GIVEN TEXT:
The first month of the New York Mets 2009 season looks strikingly similar to the last month of the 2008 season. And the 2007 season. The Mets are losing close games mostly because their hitters can’t come up with a hit when there are runners on base in late innings.
Three Mets, Carlos Beltran, Daniel Murphy, and Ryan Church are in the top 25 in batting average in the national league. But the Mets outfielders have only combined for 29 RBI, 14 of which from Beltran. Carlos Delgado has hit the skids, and David Wright, weather he is swinging or watching, is striking out at an unprecedented rate. He currently leads the national league, along with Prince Fielder and Fred Lewis, in strikeouts with 27. When the bases are empty, Wright is batting .316 with 12 strikeouts. When runners are on base, he’s batting .250 with 15 strikeouts. And with runners in scoring position, its .226 with 11 strikeouts. The Mets won’t be going far if Wright doesn’t bust out of this extended slump.

DATASET RECORDS:
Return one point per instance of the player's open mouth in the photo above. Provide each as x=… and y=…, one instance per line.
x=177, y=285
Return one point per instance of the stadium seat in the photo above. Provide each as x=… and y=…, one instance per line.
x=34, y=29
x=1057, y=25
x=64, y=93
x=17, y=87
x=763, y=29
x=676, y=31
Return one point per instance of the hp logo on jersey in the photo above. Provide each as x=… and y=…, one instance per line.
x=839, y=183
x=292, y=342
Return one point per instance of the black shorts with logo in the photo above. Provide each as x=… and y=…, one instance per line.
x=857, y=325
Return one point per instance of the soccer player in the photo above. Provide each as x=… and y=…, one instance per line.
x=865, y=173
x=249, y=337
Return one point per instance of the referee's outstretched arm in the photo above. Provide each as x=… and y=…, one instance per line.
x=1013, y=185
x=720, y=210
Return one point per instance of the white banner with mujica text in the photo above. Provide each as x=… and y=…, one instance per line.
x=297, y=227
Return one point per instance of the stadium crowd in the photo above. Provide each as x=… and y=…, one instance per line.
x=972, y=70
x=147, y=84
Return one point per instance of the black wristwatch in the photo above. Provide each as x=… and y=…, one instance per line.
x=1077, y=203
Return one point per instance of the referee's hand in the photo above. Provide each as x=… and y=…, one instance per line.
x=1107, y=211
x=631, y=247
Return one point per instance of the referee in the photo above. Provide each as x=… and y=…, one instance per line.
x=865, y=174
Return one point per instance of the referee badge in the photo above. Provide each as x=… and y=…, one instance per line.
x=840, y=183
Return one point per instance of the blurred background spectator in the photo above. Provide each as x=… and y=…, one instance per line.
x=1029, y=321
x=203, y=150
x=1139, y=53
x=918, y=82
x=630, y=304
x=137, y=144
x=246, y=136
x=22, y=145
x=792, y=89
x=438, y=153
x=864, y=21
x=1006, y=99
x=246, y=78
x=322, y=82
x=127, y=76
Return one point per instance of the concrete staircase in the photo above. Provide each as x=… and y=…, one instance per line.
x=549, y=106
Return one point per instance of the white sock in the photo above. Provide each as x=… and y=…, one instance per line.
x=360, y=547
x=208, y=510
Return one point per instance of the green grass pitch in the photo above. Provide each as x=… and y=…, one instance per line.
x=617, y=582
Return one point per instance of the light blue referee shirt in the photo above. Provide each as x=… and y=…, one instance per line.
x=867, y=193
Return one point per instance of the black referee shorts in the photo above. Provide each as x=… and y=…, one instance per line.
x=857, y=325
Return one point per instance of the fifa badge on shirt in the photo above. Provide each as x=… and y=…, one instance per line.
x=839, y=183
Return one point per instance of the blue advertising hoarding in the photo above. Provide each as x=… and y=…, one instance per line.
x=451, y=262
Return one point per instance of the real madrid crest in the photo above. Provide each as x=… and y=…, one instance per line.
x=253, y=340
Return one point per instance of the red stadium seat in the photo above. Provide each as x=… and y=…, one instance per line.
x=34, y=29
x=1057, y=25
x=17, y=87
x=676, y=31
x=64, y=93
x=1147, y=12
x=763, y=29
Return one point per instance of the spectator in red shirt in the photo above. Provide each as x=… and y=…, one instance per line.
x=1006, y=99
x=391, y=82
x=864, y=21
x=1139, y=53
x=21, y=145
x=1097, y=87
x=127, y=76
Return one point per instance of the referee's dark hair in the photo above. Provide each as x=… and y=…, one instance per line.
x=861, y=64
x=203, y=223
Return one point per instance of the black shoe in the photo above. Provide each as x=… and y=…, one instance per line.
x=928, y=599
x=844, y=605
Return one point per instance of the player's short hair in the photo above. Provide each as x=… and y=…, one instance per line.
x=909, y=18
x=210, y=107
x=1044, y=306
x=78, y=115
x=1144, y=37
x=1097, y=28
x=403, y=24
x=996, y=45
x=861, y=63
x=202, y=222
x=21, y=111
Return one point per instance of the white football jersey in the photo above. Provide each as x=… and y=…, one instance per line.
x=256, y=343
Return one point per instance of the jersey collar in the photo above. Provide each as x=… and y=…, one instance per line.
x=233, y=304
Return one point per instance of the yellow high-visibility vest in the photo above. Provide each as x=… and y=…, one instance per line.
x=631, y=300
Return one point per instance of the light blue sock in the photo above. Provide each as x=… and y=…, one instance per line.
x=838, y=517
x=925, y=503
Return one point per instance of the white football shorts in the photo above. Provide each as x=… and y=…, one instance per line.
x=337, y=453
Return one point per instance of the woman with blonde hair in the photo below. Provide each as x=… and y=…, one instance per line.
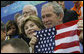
x=29, y=28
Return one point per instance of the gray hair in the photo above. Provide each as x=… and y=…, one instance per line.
x=57, y=8
x=32, y=8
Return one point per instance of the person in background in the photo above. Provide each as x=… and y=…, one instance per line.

WORK INSTRUCTION 1:
Please answer these questions from the Mets 2009 text.
(a) According to the text, why are the Mets losing close games?
(b) Of the 29 RBI by the Mets outfielders, how many came from Beltran?
(c) What is Wright batting with runners in scoring position, and with how many strikeouts?
WORK INSTRUCTION 2: Carry on the Mets 2009 text from the point where it stops.
The material does not need to be used.

RESPONSE BOX 1:
(a) Their hitters can't get a hit when there are runners on base in late innings.
(b) 14.
(c) .226, with 11 strikeouts.

RESPONSE BOX 2:
The Mets bullpen has been much better this year, but the freshest memory of the bullpen is Sean Green and J.J. Putz letting games against the Marlins slip away. No reliever will ever have an ERA of zero, so these games will happen. This hasn’t been the reason for the Mets struggles in 2009 though. The pitchers the Mets need to worry about are every starter not named Johan Santana. Mike Pelfrey and John Maine are each coming off their best starts of the season, but they have been inconsistent and prone to having one big inning that spoils everything. They might be learning that from Oliver Perez, who can turn from Good Ollie to Evil Ollie in the middle of an at-bat. He is making his three year-$36 million contract look more ridiculous every time he takes the mound. It seems like every year he needs to be re-educated on the mechanics and mentality of pitching in the major leagues. If he can’t get his act together during his next start he will shuffle off to Buffalo and try an re-learn how to pitch.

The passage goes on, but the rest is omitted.